(Written problem):
Update the listing so that every "exterior ring" becomes "outer ring", and leave everything else as it is.

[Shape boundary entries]
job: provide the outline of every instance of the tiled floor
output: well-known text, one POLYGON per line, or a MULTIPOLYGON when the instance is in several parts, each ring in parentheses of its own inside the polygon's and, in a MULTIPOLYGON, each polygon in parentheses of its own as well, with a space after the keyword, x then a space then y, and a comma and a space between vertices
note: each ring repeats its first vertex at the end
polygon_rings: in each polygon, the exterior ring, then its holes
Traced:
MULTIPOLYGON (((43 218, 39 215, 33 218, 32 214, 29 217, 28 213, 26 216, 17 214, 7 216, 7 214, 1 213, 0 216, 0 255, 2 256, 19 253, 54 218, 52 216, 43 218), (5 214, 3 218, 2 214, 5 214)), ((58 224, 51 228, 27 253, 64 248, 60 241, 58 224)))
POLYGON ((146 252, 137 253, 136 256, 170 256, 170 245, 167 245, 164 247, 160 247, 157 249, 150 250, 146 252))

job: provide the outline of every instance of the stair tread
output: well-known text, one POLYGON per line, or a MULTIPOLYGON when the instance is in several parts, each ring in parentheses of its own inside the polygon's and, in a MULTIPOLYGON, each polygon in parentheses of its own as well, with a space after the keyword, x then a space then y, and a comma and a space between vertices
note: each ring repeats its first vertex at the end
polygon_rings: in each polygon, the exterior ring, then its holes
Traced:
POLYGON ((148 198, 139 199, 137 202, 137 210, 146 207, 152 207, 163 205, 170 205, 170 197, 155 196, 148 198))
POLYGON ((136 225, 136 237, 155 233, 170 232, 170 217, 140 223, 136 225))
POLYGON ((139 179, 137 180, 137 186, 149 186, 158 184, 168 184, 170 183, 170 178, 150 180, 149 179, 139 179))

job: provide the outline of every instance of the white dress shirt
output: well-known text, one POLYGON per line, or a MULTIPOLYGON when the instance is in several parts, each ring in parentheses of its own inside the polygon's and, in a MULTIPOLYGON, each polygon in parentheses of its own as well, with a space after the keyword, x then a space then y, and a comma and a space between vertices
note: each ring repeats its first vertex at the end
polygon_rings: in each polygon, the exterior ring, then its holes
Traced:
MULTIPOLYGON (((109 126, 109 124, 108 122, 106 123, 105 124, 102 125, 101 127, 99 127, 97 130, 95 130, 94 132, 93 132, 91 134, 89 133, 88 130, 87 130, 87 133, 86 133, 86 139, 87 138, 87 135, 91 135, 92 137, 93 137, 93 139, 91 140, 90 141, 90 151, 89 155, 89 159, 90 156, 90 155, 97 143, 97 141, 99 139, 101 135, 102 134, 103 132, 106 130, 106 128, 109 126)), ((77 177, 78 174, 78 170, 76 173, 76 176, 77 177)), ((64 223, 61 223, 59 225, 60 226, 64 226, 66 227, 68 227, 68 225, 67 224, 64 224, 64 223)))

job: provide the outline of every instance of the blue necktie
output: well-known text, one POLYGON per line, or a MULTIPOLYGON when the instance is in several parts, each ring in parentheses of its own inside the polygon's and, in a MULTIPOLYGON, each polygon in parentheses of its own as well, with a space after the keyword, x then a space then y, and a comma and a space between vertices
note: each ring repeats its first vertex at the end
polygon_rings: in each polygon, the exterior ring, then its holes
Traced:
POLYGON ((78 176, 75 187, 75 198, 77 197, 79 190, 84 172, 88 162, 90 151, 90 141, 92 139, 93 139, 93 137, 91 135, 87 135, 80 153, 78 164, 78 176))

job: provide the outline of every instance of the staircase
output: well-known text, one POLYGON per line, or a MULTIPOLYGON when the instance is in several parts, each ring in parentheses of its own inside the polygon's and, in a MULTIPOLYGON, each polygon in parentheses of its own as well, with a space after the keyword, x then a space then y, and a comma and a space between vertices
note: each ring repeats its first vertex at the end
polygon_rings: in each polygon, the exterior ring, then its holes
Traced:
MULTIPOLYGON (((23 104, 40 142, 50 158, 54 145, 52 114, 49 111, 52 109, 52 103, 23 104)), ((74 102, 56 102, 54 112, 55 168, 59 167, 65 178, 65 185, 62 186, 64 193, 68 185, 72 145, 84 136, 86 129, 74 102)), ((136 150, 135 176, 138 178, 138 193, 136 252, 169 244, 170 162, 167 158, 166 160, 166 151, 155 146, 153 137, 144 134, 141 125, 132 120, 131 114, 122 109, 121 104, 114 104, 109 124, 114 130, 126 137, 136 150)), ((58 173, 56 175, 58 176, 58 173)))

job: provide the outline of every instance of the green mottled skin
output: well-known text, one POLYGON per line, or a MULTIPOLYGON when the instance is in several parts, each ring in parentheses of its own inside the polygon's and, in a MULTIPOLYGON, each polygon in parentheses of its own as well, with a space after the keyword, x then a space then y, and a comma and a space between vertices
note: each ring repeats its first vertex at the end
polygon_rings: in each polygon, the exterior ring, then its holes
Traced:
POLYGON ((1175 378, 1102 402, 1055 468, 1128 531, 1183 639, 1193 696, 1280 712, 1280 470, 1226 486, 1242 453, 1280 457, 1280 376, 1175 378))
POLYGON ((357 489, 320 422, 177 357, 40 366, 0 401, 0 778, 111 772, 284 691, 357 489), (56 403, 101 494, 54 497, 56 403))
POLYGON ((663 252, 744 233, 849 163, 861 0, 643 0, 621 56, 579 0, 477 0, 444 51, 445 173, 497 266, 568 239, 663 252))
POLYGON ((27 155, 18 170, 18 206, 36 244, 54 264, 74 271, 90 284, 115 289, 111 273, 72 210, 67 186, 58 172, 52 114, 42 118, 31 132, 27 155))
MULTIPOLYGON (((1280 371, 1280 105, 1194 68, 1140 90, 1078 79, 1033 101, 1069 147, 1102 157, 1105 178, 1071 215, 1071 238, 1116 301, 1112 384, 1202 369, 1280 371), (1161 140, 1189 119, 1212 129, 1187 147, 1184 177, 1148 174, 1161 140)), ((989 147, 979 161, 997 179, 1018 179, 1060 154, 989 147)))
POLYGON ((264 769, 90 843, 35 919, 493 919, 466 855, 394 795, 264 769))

(Expected answer):
job: provide the outline of every instance of the tiled floor
output: well-known text, one POLYGON per line, or a MULTIPOLYGON when the instance is in several parts, each ring in parentheses of its own inside the polygon's and, in a MULTIPOLYGON, each polygon in parentheses of its own as well, with a space after the keyword, x then a space then y, and a comma and a space between vertices
note: each ring repeats its first vertex at the end
polygon_rings: in each polygon, the outer ring, then its holes
Traced:
MULTIPOLYGON (((43 218, 39 215, 33 218, 32 214, 29 217, 28 213, 26 216, 17 214, 7 216, 7 214, 1 213, 0 216, 0 255, 2 256, 19 253, 54 218, 52 216, 43 218), (5 214, 3 218, 2 214, 5 214)), ((58 224, 51 228, 27 253, 64 248, 60 241, 58 224)))
POLYGON ((146 252, 137 253, 136 256, 170 256, 170 245, 167 245, 164 247, 160 247, 157 249, 150 250, 146 252))

job: provide the outline of every instance of the stair tread
output: well-known text, one POLYGON per line, or a MULTIPOLYGON when the instance is in several parts, each ring in parentheses of its own inside the polygon's and, in a MULTIPOLYGON, each polygon in parentheses of its own as well, with a space after the keyword, x then a space then y, and a comma and a space between vertices
note: each ring repeats its first vertex at the end
polygon_rings: in each polygon, the outer ring, then its holes
Traced:
POLYGON ((148 198, 139 199, 137 202, 137 210, 146 207, 152 207, 163 205, 170 205, 170 197, 155 196, 148 198))
POLYGON ((136 225, 136 237, 155 233, 170 232, 170 217, 140 223, 136 225))
POLYGON ((139 179, 137 180, 137 186, 149 186, 158 184, 168 184, 170 183, 170 178, 150 180, 149 179, 139 179))

job: provide the outline of every instance of the white dress shirt
output: well-known text, one POLYGON per line, or a MULTIPOLYGON when the instance is in several parts, each ring in parentheses of its own inside the polygon's and, in a MULTIPOLYGON, each polygon in parentheses of its own as well, with a space after the keyword, x then a space then y, and a comma and a space between vertices
note: each ring repeats its first vertex at the end
polygon_rings: in each polygon, the outer ring, then its holes
Traced:
MULTIPOLYGON (((109 126, 109 124, 108 122, 106 123, 105 124, 102 125, 101 127, 99 127, 97 130, 95 130, 94 132, 93 132, 91 134, 89 133, 88 130, 87 130, 87 133, 86 133, 86 139, 87 138, 87 135, 91 135, 92 137, 93 137, 93 139, 91 140, 90 141, 90 151, 89 155, 89 159, 90 156, 90 155, 97 143, 97 141, 99 139, 101 135, 102 134, 103 132, 106 130, 106 128, 109 126)), ((77 177, 78 174, 78 170, 76 173, 76 176, 77 177)), ((64 223, 61 223, 59 225, 60 226, 64 226, 66 227, 68 227, 68 225, 67 224, 64 224, 64 223)))

job: provide the outline of every instance of the blue necktie
output: well-known text, one POLYGON per line, or a MULTIPOLYGON when the instance is in several parts, each ring in parentheses of its own inside the polygon's and, in a MULTIPOLYGON, each polygon in parentheses of its own as well, with a space after the keyword, x then a space then y, and a comma and a space between vertices
note: each ring repeats its first vertex at the end
polygon_rings: in each polygon, the outer ring, then its holes
Traced:
POLYGON ((78 176, 75 187, 75 198, 77 197, 79 190, 84 172, 88 162, 90 151, 90 141, 92 139, 93 139, 93 137, 91 135, 87 135, 80 153, 78 164, 78 176))

job: provide the outline of every instance of the staircase
output: well-known text, one POLYGON per line, or a MULTIPOLYGON when the instance is in several parts, each ring in parentheses of its own inside the polygon's and, in a MULTIPOLYGON, each polygon in parentheses of its own as well, with a space after the keyword, x then a space then y, and a comma and a space between vertices
note: each ring repeats its first vertex at the end
polygon_rings: in each polygon, the outer ring, then its holes
Traced:
MULTIPOLYGON (((23 104, 40 142, 50 158, 54 145, 52 114, 49 111, 52 109, 52 103, 23 104)), ((74 102, 56 102, 54 112, 55 168, 59 167, 65 178, 65 185, 62 186, 64 193, 68 185, 72 145, 84 136, 86 129, 74 102)), ((136 150, 135 176, 138 178, 138 193, 136 252, 169 244, 170 162, 167 158, 166 160, 166 151, 155 146, 153 137, 144 134, 141 125, 132 120, 131 114, 122 109, 121 104, 114 104, 109 124, 114 130, 126 137, 136 150)), ((58 173, 56 175, 58 176, 58 173)))

job: provide the outline of every instance of the green mottled skin
output: well-known text, one POLYGON per line, or a MULTIPOLYGON when the instance is in several parts, each ring in parentheses of its own inside the polygon's and, in a MULTIPOLYGON, each polygon in parentheses of its own as well, with a space after the keyword, x then a space then y, and a comma and a space between vertices
note: each ring repeats its first vertex at the end
polygon_rings: in each polygon, the outer ring, then its holes
Traced:
POLYGON ((1175 378, 1102 402, 1055 468, 1128 531, 1183 639, 1193 696, 1280 712, 1280 470, 1226 486, 1242 453, 1280 457, 1280 376, 1175 378))
POLYGON ((357 489, 320 422, 177 357, 40 366, 0 401, 0 778, 111 772, 284 691, 357 489), (56 403, 101 494, 54 497, 56 403))
POLYGON ((663 252, 744 233, 849 163, 861 0, 643 0, 621 56, 579 0, 477 0, 444 51, 445 173, 497 266, 568 239, 663 252))
POLYGON ((27 155, 18 170, 18 206, 36 244, 54 264, 74 271, 90 284, 115 289, 111 273, 72 210, 67 186, 58 172, 52 114, 42 118, 31 132, 27 155))
MULTIPOLYGON (((1280 371, 1280 105, 1194 68, 1140 90, 1078 79, 1033 101, 1069 147, 1102 157, 1105 178, 1071 215, 1071 238, 1116 301, 1112 384, 1202 369, 1280 371), (1161 140, 1189 119, 1212 129, 1187 147, 1184 177, 1148 174, 1161 140)), ((989 147, 979 161, 997 179, 1018 179, 1060 154, 989 147)))
POLYGON ((264 769, 90 843, 35 919, 493 919, 466 855, 394 795, 264 769))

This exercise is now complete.